Task directions: In the entries that follow, how many lines include "hanging"? Give the number and nothing else.

Dataset entries
* * * * * * *
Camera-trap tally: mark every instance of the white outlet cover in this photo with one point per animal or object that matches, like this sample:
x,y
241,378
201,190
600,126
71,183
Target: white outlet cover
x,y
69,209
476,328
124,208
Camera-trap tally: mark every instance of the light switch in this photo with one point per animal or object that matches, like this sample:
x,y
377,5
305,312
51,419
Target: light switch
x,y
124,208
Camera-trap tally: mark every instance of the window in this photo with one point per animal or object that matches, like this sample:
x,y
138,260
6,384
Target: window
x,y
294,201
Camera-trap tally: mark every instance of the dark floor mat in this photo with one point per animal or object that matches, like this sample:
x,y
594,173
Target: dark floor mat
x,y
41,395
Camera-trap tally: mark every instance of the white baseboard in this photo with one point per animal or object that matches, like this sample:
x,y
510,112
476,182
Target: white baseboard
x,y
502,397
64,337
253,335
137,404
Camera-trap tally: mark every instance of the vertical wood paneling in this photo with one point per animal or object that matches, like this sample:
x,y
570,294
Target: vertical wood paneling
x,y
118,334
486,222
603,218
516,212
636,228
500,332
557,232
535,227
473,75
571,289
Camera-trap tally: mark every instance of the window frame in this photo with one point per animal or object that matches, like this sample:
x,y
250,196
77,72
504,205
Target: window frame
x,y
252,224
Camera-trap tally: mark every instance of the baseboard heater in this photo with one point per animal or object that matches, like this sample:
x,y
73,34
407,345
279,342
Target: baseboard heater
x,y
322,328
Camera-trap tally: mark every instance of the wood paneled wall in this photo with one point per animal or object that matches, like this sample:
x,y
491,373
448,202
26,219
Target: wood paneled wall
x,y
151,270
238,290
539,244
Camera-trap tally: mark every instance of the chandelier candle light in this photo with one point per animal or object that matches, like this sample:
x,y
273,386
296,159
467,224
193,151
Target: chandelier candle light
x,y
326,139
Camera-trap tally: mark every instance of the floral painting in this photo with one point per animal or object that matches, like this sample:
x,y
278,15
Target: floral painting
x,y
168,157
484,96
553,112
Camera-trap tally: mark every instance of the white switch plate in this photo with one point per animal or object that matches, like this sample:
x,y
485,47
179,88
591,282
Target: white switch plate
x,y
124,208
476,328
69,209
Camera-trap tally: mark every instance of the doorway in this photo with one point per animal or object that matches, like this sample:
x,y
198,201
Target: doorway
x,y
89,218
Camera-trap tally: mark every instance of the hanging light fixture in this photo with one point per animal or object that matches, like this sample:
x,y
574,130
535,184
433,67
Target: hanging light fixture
* * * * * * *
Answer area: 2